━━━━━ Given information ━━━━━

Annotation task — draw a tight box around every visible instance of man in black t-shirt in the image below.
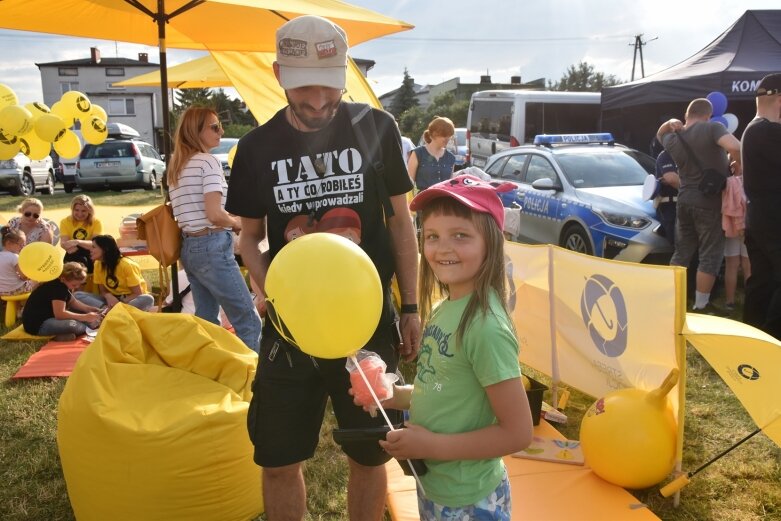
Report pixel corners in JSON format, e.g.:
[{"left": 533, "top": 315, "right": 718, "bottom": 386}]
[
  {"left": 742, "top": 73, "right": 781, "bottom": 338},
  {"left": 225, "top": 15, "right": 420, "bottom": 521}
]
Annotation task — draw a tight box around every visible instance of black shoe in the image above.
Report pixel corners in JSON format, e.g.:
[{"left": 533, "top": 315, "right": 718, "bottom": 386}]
[
  {"left": 53, "top": 333, "right": 77, "bottom": 342},
  {"left": 691, "top": 302, "right": 728, "bottom": 317}
]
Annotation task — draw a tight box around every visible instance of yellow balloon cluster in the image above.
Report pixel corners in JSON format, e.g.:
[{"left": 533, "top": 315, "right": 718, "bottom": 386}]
[
  {"left": 264, "top": 233, "right": 382, "bottom": 359},
  {"left": 0, "top": 83, "right": 109, "bottom": 161}
]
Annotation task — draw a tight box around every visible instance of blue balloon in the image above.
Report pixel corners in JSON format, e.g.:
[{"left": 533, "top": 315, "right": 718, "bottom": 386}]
[
  {"left": 706, "top": 91, "right": 728, "bottom": 117},
  {"left": 711, "top": 115, "right": 728, "bottom": 128}
]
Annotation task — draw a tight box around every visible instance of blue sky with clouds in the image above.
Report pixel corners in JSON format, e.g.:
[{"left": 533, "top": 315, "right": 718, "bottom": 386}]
[{"left": 0, "top": 1, "right": 777, "bottom": 105}]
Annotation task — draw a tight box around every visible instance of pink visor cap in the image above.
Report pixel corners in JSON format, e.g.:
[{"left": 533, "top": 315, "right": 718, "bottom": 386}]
[{"left": 410, "top": 174, "right": 516, "bottom": 230}]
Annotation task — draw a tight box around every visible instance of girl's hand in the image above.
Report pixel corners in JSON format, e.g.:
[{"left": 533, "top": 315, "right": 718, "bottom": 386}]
[
  {"left": 82, "top": 312, "right": 100, "bottom": 323},
  {"left": 379, "top": 422, "right": 433, "bottom": 460}
]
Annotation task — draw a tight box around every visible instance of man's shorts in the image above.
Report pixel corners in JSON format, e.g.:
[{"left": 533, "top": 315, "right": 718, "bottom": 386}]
[
  {"left": 247, "top": 322, "right": 402, "bottom": 468},
  {"left": 671, "top": 202, "right": 725, "bottom": 275}
]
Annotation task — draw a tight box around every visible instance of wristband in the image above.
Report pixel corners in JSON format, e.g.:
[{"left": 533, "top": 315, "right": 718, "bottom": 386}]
[{"left": 400, "top": 303, "right": 418, "bottom": 314}]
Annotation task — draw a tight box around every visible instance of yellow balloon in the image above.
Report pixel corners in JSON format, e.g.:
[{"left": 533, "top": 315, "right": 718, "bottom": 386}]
[
  {"left": 89, "top": 104, "right": 108, "bottom": 122},
  {"left": 50, "top": 100, "right": 76, "bottom": 128},
  {"left": 82, "top": 116, "right": 108, "bottom": 145},
  {"left": 19, "top": 132, "right": 51, "bottom": 160},
  {"left": 265, "top": 233, "right": 382, "bottom": 359},
  {"left": 61, "top": 90, "right": 92, "bottom": 118},
  {"left": 227, "top": 144, "right": 237, "bottom": 168},
  {"left": 0, "top": 83, "right": 18, "bottom": 110},
  {"left": 19, "top": 242, "right": 64, "bottom": 282},
  {"left": 24, "top": 102, "right": 51, "bottom": 124},
  {"left": 35, "top": 113, "right": 67, "bottom": 142},
  {"left": 0, "top": 105, "right": 33, "bottom": 136},
  {"left": 54, "top": 129, "right": 82, "bottom": 159},
  {"left": 580, "top": 369, "right": 678, "bottom": 489},
  {"left": 0, "top": 133, "right": 20, "bottom": 160}
]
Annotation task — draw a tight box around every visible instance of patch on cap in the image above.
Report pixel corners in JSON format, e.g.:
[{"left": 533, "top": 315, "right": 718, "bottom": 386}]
[
  {"left": 279, "top": 38, "right": 307, "bottom": 58},
  {"left": 315, "top": 40, "right": 337, "bottom": 59}
]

━━━━━

→ What the exercise asks: Everything in the data above, apart from the pictures, should be retyped exactly.

→ Answer:
Annotation task — draw a tight box around every visible instance of man in black t-shirt in the image below.
Report pixel corners in JSON format, e.g.:
[{"left": 533, "top": 315, "right": 718, "bottom": 386}]
[
  {"left": 742, "top": 73, "right": 781, "bottom": 338},
  {"left": 225, "top": 15, "right": 420, "bottom": 521}
]
Annotation task — draw a tight box around every visible instance of black shoe in the image above.
Report pixel corners in JSON format, e.g.:
[{"left": 533, "top": 315, "right": 718, "bottom": 386}]
[
  {"left": 53, "top": 333, "right": 77, "bottom": 342},
  {"left": 691, "top": 302, "right": 728, "bottom": 317}
]
Annotation task — draw a tight box around every visible instance of yellow balloon cluster in the image above.
Report pixel corners in JSON format, e.g.:
[{"left": 533, "top": 315, "right": 718, "bottom": 386}]
[
  {"left": 264, "top": 233, "right": 382, "bottom": 359},
  {"left": 0, "top": 83, "right": 109, "bottom": 161}
]
Annotation task — draw a tight box around every visible instance of blue balloon in the image above.
Report pixel corners in JSON format, e.g.:
[{"left": 533, "top": 315, "right": 718, "bottom": 386}]
[
  {"left": 706, "top": 91, "right": 728, "bottom": 117},
  {"left": 711, "top": 115, "right": 728, "bottom": 128}
]
Annotation task — draw a tight box around every visible instance of blue sky with clouds in the image above.
Report pixel corners in JSON format, e.g.:
[{"left": 533, "top": 315, "right": 718, "bottom": 386}]
[{"left": 0, "top": 1, "right": 777, "bottom": 105}]
Annotation task — draw a tight box around every visible instance of pink visor cap in the image above.
Report pixel corners in JSON format, e.g.:
[{"left": 533, "top": 315, "right": 718, "bottom": 386}]
[{"left": 410, "top": 174, "right": 516, "bottom": 230}]
Annotation task — draw a tight box around every visible instance of girl's hand in the image above.
Report pixel corners in JSON format, e.g.:
[{"left": 533, "top": 315, "right": 718, "bottom": 386}]
[
  {"left": 82, "top": 312, "right": 100, "bottom": 323},
  {"left": 379, "top": 422, "right": 433, "bottom": 460}
]
Annotation task — draw a tight box around every visible instance of man's shorts in the image above.
Report pixel corners in JSON format, e.g.:
[{"left": 533, "top": 315, "right": 718, "bottom": 386}]
[
  {"left": 247, "top": 322, "right": 402, "bottom": 468},
  {"left": 671, "top": 202, "right": 725, "bottom": 275}
]
Annotation task — draw a tight box around every visible instance of wristband in the image above.
Report pixel corners in JSON format, e.g.:
[{"left": 533, "top": 315, "right": 718, "bottom": 386}]
[{"left": 400, "top": 303, "right": 418, "bottom": 314}]
Annotation task — draw a tight box around every visible instance of yellow balloon in the image above.
Report pixel corners in JSON format, e.g.:
[{"left": 533, "top": 315, "right": 718, "bottom": 386}]
[
  {"left": 89, "top": 104, "right": 108, "bottom": 122},
  {"left": 50, "top": 100, "right": 76, "bottom": 128},
  {"left": 82, "top": 116, "right": 108, "bottom": 145},
  {"left": 19, "top": 132, "right": 51, "bottom": 160},
  {"left": 265, "top": 233, "right": 382, "bottom": 359},
  {"left": 61, "top": 90, "right": 92, "bottom": 118},
  {"left": 227, "top": 144, "right": 237, "bottom": 168},
  {"left": 0, "top": 83, "right": 18, "bottom": 110},
  {"left": 19, "top": 242, "right": 64, "bottom": 282},
  {"left": 24, "top": 102, "right": 51, "bottom": 124},
  {"left": 35, "top": 113, "right": 67, "bottom": 142},
  {"left": 0, "top": 105, "right": 33, "bottom": 136},
  {"left": 54, "top": 129, "right": 82, "bottom": 159},
  {"left": 580, "top": 369, "right": 678, "bottom": 489},
  {"left": 0, "top": 133, "right": 20, "bottom": 160}
]
Annotation task — draw a tight box around every visible instance of patch on cap in the image above.
Report pixel corners in JSON format, e.g.:
[{"left": 533, "top": 315, "right": 718, "bottom": 386}]
[
  {"left": 279, "top": 38, "right": 307, "bottom": 58},
  {"left": 315, "top": 40, "right": 337, "bottom": 59}
]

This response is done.